▶ _Short exercise_
Copy the records below exactly as they are written.

▶ _Supplied data_
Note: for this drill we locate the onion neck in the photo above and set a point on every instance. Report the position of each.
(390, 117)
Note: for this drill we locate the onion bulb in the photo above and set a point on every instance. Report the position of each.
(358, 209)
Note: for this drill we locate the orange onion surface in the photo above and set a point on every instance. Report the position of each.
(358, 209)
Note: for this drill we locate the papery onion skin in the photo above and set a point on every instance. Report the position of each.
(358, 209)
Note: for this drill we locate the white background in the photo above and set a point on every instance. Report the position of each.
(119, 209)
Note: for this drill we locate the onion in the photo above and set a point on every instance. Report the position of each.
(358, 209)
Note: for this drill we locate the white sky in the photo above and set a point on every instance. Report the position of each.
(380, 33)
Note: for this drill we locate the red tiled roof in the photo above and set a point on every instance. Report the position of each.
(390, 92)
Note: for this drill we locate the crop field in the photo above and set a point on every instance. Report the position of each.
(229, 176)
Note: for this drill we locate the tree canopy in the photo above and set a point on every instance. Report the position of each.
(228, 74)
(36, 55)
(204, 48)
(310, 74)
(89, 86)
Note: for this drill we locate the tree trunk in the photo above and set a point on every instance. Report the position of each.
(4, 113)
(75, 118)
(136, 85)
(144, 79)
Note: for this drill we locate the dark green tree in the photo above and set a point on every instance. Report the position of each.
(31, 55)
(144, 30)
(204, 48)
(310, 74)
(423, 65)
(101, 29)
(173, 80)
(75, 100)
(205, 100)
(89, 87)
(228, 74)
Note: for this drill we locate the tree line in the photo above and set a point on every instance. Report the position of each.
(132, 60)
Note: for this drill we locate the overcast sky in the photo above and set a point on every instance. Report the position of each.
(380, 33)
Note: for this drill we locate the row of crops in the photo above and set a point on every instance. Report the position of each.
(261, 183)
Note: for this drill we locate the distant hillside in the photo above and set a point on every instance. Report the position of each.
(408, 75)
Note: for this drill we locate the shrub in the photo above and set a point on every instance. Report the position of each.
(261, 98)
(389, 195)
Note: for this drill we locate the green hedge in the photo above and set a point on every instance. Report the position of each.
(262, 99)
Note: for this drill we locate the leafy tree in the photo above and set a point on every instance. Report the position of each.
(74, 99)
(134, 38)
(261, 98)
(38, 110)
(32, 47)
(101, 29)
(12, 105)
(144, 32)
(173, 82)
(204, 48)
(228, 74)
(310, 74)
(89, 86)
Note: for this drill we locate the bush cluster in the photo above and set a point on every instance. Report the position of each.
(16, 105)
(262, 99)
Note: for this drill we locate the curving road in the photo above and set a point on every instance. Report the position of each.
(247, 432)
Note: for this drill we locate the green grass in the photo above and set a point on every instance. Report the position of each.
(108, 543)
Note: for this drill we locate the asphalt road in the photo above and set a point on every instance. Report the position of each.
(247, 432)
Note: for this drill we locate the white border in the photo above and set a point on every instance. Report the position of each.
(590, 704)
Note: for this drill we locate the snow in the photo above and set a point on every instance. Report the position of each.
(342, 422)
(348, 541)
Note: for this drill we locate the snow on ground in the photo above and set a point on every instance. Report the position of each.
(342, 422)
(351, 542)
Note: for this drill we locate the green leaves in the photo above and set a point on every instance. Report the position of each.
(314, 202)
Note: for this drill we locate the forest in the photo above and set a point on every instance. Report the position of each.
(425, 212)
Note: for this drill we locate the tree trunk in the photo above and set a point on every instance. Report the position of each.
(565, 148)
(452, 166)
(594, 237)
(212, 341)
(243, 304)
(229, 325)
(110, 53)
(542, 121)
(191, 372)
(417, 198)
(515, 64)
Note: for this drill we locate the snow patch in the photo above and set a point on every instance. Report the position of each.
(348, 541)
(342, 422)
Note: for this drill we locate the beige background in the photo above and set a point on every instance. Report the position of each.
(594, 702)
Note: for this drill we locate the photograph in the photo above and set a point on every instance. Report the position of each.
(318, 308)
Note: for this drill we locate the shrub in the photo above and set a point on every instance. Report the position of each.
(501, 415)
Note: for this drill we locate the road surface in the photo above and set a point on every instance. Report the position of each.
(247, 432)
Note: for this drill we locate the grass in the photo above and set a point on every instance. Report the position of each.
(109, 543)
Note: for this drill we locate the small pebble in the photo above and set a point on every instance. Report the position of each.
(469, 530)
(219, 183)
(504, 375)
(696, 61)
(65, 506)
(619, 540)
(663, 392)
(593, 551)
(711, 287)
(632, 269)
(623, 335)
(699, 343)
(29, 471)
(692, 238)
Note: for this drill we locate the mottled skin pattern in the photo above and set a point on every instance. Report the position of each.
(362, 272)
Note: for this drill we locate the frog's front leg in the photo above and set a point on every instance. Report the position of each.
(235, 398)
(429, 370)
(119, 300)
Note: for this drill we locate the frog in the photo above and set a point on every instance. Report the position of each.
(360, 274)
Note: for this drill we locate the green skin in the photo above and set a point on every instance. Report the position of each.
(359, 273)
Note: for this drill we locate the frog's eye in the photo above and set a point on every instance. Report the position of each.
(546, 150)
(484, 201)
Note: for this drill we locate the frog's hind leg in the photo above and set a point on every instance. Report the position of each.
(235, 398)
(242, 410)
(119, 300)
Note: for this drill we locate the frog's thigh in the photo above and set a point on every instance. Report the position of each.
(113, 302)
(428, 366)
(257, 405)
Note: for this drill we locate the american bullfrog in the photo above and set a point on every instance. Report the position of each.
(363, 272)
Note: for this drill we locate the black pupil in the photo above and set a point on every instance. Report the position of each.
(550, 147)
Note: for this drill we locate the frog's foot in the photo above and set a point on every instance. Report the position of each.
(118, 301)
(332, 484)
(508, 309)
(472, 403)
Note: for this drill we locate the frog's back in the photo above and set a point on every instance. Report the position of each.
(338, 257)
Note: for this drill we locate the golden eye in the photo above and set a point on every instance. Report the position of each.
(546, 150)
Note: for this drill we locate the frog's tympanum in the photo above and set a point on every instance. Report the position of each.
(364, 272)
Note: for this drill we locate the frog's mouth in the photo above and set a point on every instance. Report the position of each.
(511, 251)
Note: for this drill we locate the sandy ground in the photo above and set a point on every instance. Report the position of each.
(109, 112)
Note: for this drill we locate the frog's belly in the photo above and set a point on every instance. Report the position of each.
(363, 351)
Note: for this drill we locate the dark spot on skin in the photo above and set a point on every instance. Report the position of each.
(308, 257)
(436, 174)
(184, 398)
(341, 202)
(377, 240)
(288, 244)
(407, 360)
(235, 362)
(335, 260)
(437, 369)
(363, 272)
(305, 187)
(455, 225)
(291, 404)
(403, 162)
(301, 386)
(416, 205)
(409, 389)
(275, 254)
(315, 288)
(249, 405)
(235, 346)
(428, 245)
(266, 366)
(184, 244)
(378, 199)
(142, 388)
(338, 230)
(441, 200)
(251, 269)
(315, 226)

▶ _Complete output_
Note: for this drill we locate the onion neck in the photo above and set a point on every instance. Report the position of each.
(390, 117)
Note: for this drill we locate the onion bulb in the photo above and set a point on every instance. Report the position of each.
(358, 209)
Note: for this drill we locate the orange onion surface in the photo above and set a point on every instance. Report the position of each.
(358, 209)
Note: for this drill we locate the papery onion skin in the photo above and set a point on every instance. Report the position of each.
(358, 209)
Note: for this drill we locate the white background in the photo above and set a point on every instance. Report the position of each.
(119, 209)
Note: for this drill we locate the onion in the photo above and set a point on every instance. Report the position of each.
(358, 209)
Note: for this drill we locate the white sky in the photo above and set a point on every instance. Report the position of each.
(380, 33)
Note: for this drill we locate the red tiled roof in the photo above and set a point on every instance. Report the position of each.
(390, 92)
Note: for this drill we locate the crop field in the photo above and set a point on every instance. Report the position of each.
(229, 176)
Note: for this drill we locate the tree canopy in the photo above and set a point on every instance. Report the position of each.
(228, 74)
(36, 55)
(204, 48)
(310, 74)
(89, 86)
Note: for this drill we locate the tree trunk in the photo above and set a point on every instance. Report the position of each.
(4, 113)
(75, 118)
(136, 85)
(144, 79)
Note: for this drill we locate the dark green tree in the photo above and set a point on every instance. Report the position of each.
(31, 55)
(144, 30)
(204, 48)
(310, 74)
(423, 65)
(101, 29)
(173, 80)
(75, 100)
(205, 100)
(89, 87)
(228, 74)
Note: for this drill we locate the tree line in the photo above and set a point on every instance. Report the position of each.
(132, 60)
Note: for this drill we locate the overcast sky in the photo above and set a point on every instance. Report the position of each.
(380, 33)
Note: for this drill we locate the row of crops in the photo above and set a point on every instance. Report the position of each.
(261, 183)
Note: for this drill we locate the distant hillside in the photo above and set a point on every instance. Report the position of each.
(408, 75)
Note: for this drill we locate the shrub in the photo above and set a point on every instance. Report the position of each.
(261, 98)
(389, 195)
Note: for this drill we locate the green hedge in the photo above and set a point on every instance. Report the position of each.
(262, 99)
Note: for this drill we locate the leafy tree in the photo above and set a point on every instance. Report the position of each.
(74, 99)
(134, 38)
(261, 98)
(38, 110)
(32, 47)
(101, 29)
(12, 105)
(144, 32)
(173, 82)
(204, 48)
(228, 74)
(310, 74)
(89, 86)
Note: for this drill we locate the bush cluster in the photo above and set a point on every instance. Report the position of each.
(16, 105)
(262, 99)
Note: for this drill we locate the curving road in the photo above and set a point on every instance. Report the position of each.
(247, 432)
Note: for this drill we locate the green grass in the photo above and set a point on every instance. Report the position of each.
(108, 543)
Note: for this drill we locate the asphalt road in the photo above and set a point on every instance. Report the position of each.
(247, 432)
Note: for this drill we locate the white border in the photo above and set a point on every instance. Report the position of each.
(590, 704)
Note: for this drill we locate the snow in the photo above and set a point on every instance. Report the position of each.
(342, 422)
(348, 541)
Note: for this drill we locate the snow on ground in the photo above and set a point on every instance. Report the position of each.
(342, 422)
(351, 542)
Note: for this drill we locate the green leaves in the photo above and set a point on every instance. Report the position of each.
(314, 202)
Note: for this drill we locate the forest in the photo above and set a point on every instance. Report the position of each.
(425, 212)
Note: for this drill we locate the tree trunk in the photo above and set a point on every instance. Report the position of each.
(565, 148)
(452, 166)
(594, 237)
(212, 341)
(243, 304)
(229, 325)
(110, 53)
(542, 121)
(191, 372)
(417, 198)
(515, 64)
Note: for this drill we locate the snow patch in the photo above and set a point on every instance. Report the position of each.
(348, 541)
(342, 422)
Note: for this drill we locate the beige background in the photo above and set a point on every instance. Report the position of each.
(594, 702)
Note: for this drill we locate the photograph in the photo above and set a point on every instance. Report the position of each.
(318, 308)
Note: for this drill we locate the shrub in the photo above and set a point on every instance. Report the position of each.
(501, 415)
Note: for this drill we locate the road surface in the photo above and set a point on every instance. Report the position of each.
(247, 432)
Note: for this drill we locate the grass in the photo above and set a point on every instance. Report the position of each.
(109, 543)
Note: for this drill we locate the small pebble in the photo above and set a point on every instance. Report the position of each.
(469, 530)
(219, 183)
(504, 375)
(696, 61)
(65, 506)
(619, 540)
(663, 392)
(593, 551)
(711, 287)
(632, 269)
(623, 335)
(699, 343)
(29, 471)
(692, 238)
Note: for this drill we locate the mottled skin pattern in the photo above and set a point on every instance. Report the position of each.
(362, 272)
Note: for this drill we locate the frog's front leg in the photo above and set a point on every instance. Report the position of each.
(235, 398)
(429, 370)
(119, 300)
Note: for this drill we locate the frog in the photo above and set a point on every instance. Report the position of each.
(360, 274)
Note: for this drill we locate the green skin in the photo above and set a point on every instance. Report the position of each.
(359, 273)
Note: for this drill we locate the frog's eye in the photo above and set a point on every instance. Report the position of each.
(546, 150)
(484, 201)
Note: for this drill we locate the frog's hind leg in the photo above and set a point on every instance. Report the position of each.
(235, 398)
(242, 410)
(119, 300)
Note: for this drill we locate the frog's thigh in the photo above and set a point on every instance. Report the position of each.
(113, 302)
(428, 366)
(257, 405)
Note: for this drill we locate the american bullfrog in the photo above and set a point on every instance. Report the position of each.
(363, 272)
Note: for this drill we locate the black pupil in the photo above and set a point on every instance. Report the position of each.
(550, 147)
Note: for this drill we locate the frog's foot in the photo above and set a point on every instance. Report the position of each.
(118, 301)
(332, 484)
(508, 309)
(472, 403)
Note: for this drill we locate the frog's back in the photo above and set a point on every instance. Report the position of each.
(338, 257)
Note: for this drill we locate the golden eye in the photo above and set a point on every instance. Report the position of each.
(546, 150)
Note: for this drill we locate the frog's tympanum in the photo above and set a point on every instance. Report the position of each.
(364, 272)
Note: for this drill we locate the frog's mouth in the photo above and set a point on every instance. Report the position of each.
(511, 251)
Note: for this drill we locate the sandy ground in the photo above and set a point on every instance. Report the position of each.
(109, 112)
Note: for this drill we locate the frog's belly in the photo above and set a point on every instance. Report the position of each.
(363, 351)
Note: for this drill we locate the dark spot on skin in the photo above and set a point on every instance. Report the position of each.
(308, 257)
(436, 174)
(184, 398)
(341, 202)
(377, 240)
(288, 244)
(407, 360)
(235, 362)
(335, 260)
(437, 369)
(363, 272)
(305, 187)
(455, 225)
(291, 404)
(403, 162)
(301, 386)
(416, 205)
(409, 389)
(275, 254)
(315, 288)
(249, 405)
(235, 346)
(428, 245)
(266, 366)
(184, 244)
(378, 199)
(142, 388)
(338, 230)
(441, 200)
(251, 269)
(315, 226)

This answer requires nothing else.